● EXERCÍCIO PROPOSTO:
Transponha todas as linhas abaixo para uma tabela Markdown com as colunas "Número" e "Texto", atribuindo a cada linha seu número sequencial. Omita as linhas em branco.

################

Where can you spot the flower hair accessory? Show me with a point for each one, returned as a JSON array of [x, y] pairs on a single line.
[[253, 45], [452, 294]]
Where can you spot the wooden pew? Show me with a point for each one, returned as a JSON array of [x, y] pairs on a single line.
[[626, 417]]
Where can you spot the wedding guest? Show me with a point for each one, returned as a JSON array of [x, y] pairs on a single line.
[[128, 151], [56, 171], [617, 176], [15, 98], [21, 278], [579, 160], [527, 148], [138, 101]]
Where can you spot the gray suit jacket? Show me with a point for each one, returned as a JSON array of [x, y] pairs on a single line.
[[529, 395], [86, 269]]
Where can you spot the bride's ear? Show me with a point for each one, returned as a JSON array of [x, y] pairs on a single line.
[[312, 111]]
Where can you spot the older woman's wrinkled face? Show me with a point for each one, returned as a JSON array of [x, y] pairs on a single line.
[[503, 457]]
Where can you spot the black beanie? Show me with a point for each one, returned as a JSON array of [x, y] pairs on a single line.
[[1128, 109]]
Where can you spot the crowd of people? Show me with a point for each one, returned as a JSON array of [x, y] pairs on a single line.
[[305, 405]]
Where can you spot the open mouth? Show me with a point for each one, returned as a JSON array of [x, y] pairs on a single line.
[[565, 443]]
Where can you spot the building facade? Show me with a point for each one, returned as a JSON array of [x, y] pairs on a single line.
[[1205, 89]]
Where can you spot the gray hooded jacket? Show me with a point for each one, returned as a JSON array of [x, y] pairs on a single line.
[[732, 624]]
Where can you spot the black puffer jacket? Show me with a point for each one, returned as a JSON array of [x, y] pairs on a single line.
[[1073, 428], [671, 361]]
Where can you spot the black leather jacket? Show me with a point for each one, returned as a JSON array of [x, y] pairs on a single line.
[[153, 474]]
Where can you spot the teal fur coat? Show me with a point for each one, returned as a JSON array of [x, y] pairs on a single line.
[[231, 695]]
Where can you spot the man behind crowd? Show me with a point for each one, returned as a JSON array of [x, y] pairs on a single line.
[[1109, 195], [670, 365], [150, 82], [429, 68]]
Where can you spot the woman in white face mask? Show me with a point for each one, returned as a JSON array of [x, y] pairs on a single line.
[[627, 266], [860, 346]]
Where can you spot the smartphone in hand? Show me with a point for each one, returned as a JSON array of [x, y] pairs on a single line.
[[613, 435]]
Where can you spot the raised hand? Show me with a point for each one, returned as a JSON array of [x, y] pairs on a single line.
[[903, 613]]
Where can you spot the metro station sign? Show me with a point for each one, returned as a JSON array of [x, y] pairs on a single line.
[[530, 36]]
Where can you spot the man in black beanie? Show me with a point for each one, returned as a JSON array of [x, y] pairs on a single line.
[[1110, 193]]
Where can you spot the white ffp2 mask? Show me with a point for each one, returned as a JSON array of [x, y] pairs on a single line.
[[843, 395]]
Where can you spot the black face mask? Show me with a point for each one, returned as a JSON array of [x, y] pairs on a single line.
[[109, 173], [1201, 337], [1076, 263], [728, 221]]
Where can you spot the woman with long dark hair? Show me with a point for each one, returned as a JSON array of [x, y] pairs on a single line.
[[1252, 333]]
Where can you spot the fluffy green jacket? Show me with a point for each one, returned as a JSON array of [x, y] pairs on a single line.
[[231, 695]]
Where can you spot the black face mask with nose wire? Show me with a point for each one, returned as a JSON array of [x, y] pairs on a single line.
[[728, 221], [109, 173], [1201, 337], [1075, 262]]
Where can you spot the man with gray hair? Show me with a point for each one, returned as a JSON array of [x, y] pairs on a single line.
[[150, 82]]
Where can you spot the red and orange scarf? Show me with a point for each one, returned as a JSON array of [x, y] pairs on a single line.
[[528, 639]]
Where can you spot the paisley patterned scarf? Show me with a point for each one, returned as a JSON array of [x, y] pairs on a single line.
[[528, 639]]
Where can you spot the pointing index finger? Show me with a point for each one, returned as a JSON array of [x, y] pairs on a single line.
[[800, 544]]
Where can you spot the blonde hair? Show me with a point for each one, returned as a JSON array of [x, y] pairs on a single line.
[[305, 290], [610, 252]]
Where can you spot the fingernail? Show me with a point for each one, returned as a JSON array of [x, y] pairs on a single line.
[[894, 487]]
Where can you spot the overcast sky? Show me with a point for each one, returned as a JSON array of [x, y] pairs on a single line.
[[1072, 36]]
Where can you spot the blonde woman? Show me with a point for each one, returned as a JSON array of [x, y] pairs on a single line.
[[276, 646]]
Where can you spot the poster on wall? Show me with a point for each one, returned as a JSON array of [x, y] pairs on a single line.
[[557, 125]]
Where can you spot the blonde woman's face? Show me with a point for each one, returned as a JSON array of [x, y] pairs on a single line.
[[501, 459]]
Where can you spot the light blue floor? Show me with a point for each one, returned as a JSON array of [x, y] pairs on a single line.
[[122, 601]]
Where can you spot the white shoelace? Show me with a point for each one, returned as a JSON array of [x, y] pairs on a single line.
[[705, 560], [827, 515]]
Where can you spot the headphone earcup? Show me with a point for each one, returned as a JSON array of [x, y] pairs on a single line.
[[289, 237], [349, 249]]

################

● RESULTADO OBTIDO:
| Número | Texto |
|---|---|
| 1 | Where can you spot the flower hair accessory? Show me with a point for each one, returned as a JSON array of [x, y] pairs on a single line. |
| 2 | [[253, 45], [452, 294]] |
| 3 | Where can you spot the wooden pew? Show me with a point for each one, returned as a JSON array of [x, y] pairs on a single line. |
| 4 | [[626, 417]] |
| 5 | Where can you spot the wedding guest? Show me with a point for each one, returned as a JSON array of [x, y] pairs on a single line. |
| 6 | [[128, 151], [56, 171], [617, 176], [15, 98], [21, 278], [579, 160], [527, 148], [138, 101]] |
| 7 | Where can you spot the gray suit jacket? Show me with a point for each one, returned as a JSON array of [x, y] pairs on a single line. |
| 8 | [[529, 395], [86, 269]] |
| 9 | Where can you spot the bride's ear? Show me with a point for each one, returned as a JSON array of [x, y] pairs on a single line. |
| 10 | [[312, 111]] |
| 11 | Where can you spot the older woman's wrinkled face? Show me with a point for each one, returned as a JSON array of [x, y] pairs on a single line. |
| 12 | [[503, 457]] |
| 13 | Where can you spot the black beanie? Show me with a point for each one, returned as a JSON array of [x, y] pairs on a single line. |
| 14 | [[1128, 109]] |
| 15 | Where can you spot the crowd of people? Show me with a point for each one, returned as a JSON array of [x, y] pairs on a single line. |
| 16 | [[305, 405]] |
| 17 | Where can you spot the open mouth? Show me with a point for each one, returned as a JSON array of [x, y] pairs on a single line. |
| 18 | [[565, 443]] |
| 19 | Where can you spot the building facade? Show me with a point for each one, returned as a JSON array of [x, y] pairs on a single line. |
| 20 | [[1205, 89]] |
| 21 | Where can you spot the gray hooded jacket? Show me with a point for each one, returned as a JSON array of [x, y] pairs on a single line. |
| 22 | [[732, 624]] |
| 23 | Where can you spot the black puffer jacket? Show me with a point for each one, returned as a JSON array of [x, y] pairs on a single line. |
| 24 | [[1073, 428], [671, 361]] |
| 25 | Where can you spot the black leather jacket? Show me with a point for each one, returned as a JSON array of [x, y] pairs on a single line. |
| 26 | [[153, 474]] |
| 27 | Where can you spot the teal fur coat? Show me with a point for each one, returned as a JSON array of [x, y] pairs on a single line. |
| 28 | [[231, 695]] |
| 29 | Where can you spot the man behind crowd? Show me with a point for each one, returned as a JSON array of [x, y] pairs on a single line. |
| 30 | [[1109, 195], [670, 365], [150, 82], [429, 68]] |
| 31 | Where can you spot the woman in white face mask? Show me with a point for each one, returned as a JSON array of [x, y] pairs on a single line. |
| 32 | [[627, 266], [860, 346]] |
| 33 | Where can you spot the smartphone in hand? Show me with a point for each one, returned as a JSON array of [x, y] pairs on a single line. |
| 34 | [[613, 435]] |
| 35 | Where can you spot the raised hand? Show me with a point for each one, returned as a JSON array of [x, y] pairs on a single line. |
| 36 | [[903, 613]] |
| 37 | Where can you spot the metro station sign? Show me with a point for each one, returned as a JSON array of [x, y] pairs on a single line. |
| 38 | [[530, 36]] |
| 39 | Where can you spot the man in black beanie? Show me with a point for each one, returned as a JSON array of [x, y] pairs on a single line. |
| 40 | [[1110, 193]] |
| 41 | Where can you spot the white ffp2 mask? Show me with a point for each one, returned as a JSON array of [x, y] pairs on a single line. |
| 42 | [[843, 395]] |
| 43 | Where can you spot the black face mask? Show me with a point for each one, returned as a JSON array of [x, y] pairs on a single line. |
| 44 | [[109, 173], [1201, 337], [1076, 263], [728, 221]] |
| 45 | Where can you spot the woman with long dark hair? Show me with a point for each one, returned as a JSON array of [x, y] pairs on a single line. |
| 46 | [[1252, 333]] |
| 47 | Where can you spot the fluffy green jacket? Show me with a point for each one, returned as a JSON array of [x, y] pairs on a single line. |
| 48 | [[231, 695]] |
| 49 | Where can you spot the black face mask with nose wire? Show me with a point for each one, returned as a JSON array of [x, y] pairs on a single line. |
| 50 | [[728, 221], [109, 173], [1201, 337], [1075, 262]] |
| 51 | Where can you spot the man with gray hair? Show me with a point for each one, returned as a JSON array of [x, y] pairs on a single line. |
| 52 | [[150, 82]] |
| 53 | Where can you spot the red and orange scarf? Show me with a point for each one, returned as a JSON array of [x, y] pairs on a single line. |
| 54 | [[528, 639]] |
| 55 | Where can you spot the paisley patterned scarf? Show me with a point for each one, returned as a JSON array of [x, y] pairs on a single line. |
| 56 | [[528, 639]] |
| 57 | Where can you spot the pointing index finger? Show me with a point for each one, returned as a JSON array of [x, y] pairs on a single line. |
| 58 | [[800, 544]] |
| 59 | Where can you spot the blonde hair? Show me with a point for each one, returned as a JSON array of [x, y] pairs on a single line. |
| 60 | [[305, 290], [610, 252]] |
| 61 | Where can you spot the fingernail? Show me with a point for each one, returned as a JSON array of [x, y] pairs on a single line. |
| 62 | [[894, 487]] |
| 63 | Where can you spot the overcast sky? Show me with a point for each one, returned as a JSON array of [x, y] pairs on a single line. |
| 64 | [[1072, 36]] |
| 65 | Where can you spot the blonde woman? Show me with a point for each one, returned as a JSON array of [x, y] pairs on a single line. |
| 66 | [[276, 646]] |
| 67 | Where can you spot the poster on wall? Show me with a point for each one, returned as a JSON array of [x, y] pairs on a single line. |
| 68 | [[557, 125]] |
| 69 | Where can you spot the blonde woman's face? Show me with a point for each one, returned as a JSON array of [x, y] pairs on a single line. |
| 70 | [[501, 459]] |
| 71 | Where can you spot the light blue floor? Show me with a point for each one, returned as a JSON array of [x, y] pairs on a single line. |
| 72 | [[122, 601]] |
| 73 | Where can you spot the white shoelace? Show me with a point for each one, returned as a JSON array of [x, y] pairs on a single line. |
| 74 | [[705, 560], [827, 515]] |
| 75 | Where can you spot the headphone earcup? Show me with a point for each one, returned as a JSON array of [x, y] pairs on a single line. |
| 76 | [[289, 237], [349, 249]] |